▶ _Activity_
Copy the press release on the lead-screening bill, starting at "Since the 1970s, federal" and ending at "explained Assemblymember Quirk.", and switch every "ubiquitous" to "widespread".

▶ _Excerpted passage_

Assemblymember Quirk Introduces Bill Requiring all Children be Screened for Lead

Friday, February 17, 2017

SACRAMENTO – Today, Assemblymember Bill Quirk (D-Hayward), introduced Assembly Bill (AB) 1316 to require all children in California to be tested for lead.


Since the 1970s, federal and state policies banning the use of lead in gasoline and paint have resulted in drastic reductions in childhood lead exposure. However, legacy lead – in paint, plumbing, contaminated soil, water sources – means that children are still exposed to this toxic metal. Given the ages of California's infrastructure, lead exposure risks are ubiquitous.


“There is no safe exposure to lead. Lead has multiple toxic effects on the human body. Decreased intelligence and physical developmental challenges in children are among the more serious non-carcinogenic effects” explained Assemblymember Quirk.


The California Department of Public Health (CDPH) administers the Childhood Lead Poisoning Prevention Program. Under the program, CDPH requires all children on government assistance programs and children that spend a majority of their time in pre-1978 buildings to have their blood tested for lead. However, that leaves large gaps in data of children that may be exposed to lead but are not being tested. To close that gap, AB 1316 will require all children to have their blood lead levels screened.”


"As a scientist and chairman of the Assembly Environmental Safety & Toxic Materials Committee, it is important to me that we collect blood lead data for all children. This will make sure all kids have access to health care services for lead exposure. More comprehensive data will also help the state better identify where there are lead exposure clusters," Assemblymember Quirk stated.


AB 1316 has not yet been referred to policy committee.



Elected in 2012, Bill Quirk brings his PhD in astrophysics and career as an educator and scientist to the State Assembly.  He is the Chair of the Assembly Committee on Environmental Safety and Toxic Materials. He is a member of the Agriculture, Public Safety, Revenue and Taxation, and Utilities and Energy Committees.

▶ _Entries supplied_
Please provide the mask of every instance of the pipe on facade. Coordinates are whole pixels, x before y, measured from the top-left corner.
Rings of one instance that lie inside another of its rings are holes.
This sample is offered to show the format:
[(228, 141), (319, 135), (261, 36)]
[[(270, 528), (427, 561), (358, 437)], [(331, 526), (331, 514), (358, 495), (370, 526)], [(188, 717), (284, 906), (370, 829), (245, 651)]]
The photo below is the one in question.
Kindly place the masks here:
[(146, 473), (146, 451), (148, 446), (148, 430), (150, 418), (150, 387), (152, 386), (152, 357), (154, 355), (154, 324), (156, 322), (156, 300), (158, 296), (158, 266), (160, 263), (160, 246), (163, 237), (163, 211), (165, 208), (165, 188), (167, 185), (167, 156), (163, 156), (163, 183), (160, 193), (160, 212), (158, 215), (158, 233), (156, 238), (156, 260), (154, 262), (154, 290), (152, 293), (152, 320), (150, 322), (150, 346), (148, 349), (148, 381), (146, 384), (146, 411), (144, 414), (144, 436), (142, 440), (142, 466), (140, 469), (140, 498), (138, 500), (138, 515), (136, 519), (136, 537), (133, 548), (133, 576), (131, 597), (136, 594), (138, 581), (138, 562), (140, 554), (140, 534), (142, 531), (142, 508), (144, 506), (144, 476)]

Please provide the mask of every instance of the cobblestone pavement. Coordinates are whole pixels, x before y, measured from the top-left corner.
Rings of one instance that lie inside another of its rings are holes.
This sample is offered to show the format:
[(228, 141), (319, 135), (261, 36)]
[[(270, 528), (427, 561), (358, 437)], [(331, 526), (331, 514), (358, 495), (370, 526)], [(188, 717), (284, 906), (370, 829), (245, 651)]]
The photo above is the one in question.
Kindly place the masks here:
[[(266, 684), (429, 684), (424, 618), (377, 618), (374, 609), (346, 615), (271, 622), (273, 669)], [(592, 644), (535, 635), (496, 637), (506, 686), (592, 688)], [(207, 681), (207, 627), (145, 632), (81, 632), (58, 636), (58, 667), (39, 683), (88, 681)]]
...
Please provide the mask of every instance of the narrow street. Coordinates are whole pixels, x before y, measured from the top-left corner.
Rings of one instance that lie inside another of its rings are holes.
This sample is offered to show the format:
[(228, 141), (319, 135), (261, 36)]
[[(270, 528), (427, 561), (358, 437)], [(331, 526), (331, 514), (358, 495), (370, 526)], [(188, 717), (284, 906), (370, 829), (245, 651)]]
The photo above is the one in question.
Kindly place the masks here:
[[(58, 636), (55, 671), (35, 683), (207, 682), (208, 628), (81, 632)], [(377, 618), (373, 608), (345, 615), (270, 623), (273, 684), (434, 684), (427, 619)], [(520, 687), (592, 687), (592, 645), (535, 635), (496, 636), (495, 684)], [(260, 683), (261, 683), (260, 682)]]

▶ _Response_
Since the 1970s, federal and state policies banning the use of lead in gasoline and paint have resulted in drastic reductions in childhood lead exposure. However, legacy lead – in paint, plumbing, contaminated soil, water sources – means that children are still exposed to this toxic metal. Given the ages of California's infrastructure, lead exposure risks are widespread.


“There is no safe exposure to lead. Lead has multiple toxic effects on the human body. Decreased intelligence and physical developmental challenges in children are among the more serious non-carcinogenic effects” explained Assemblymember Quirk.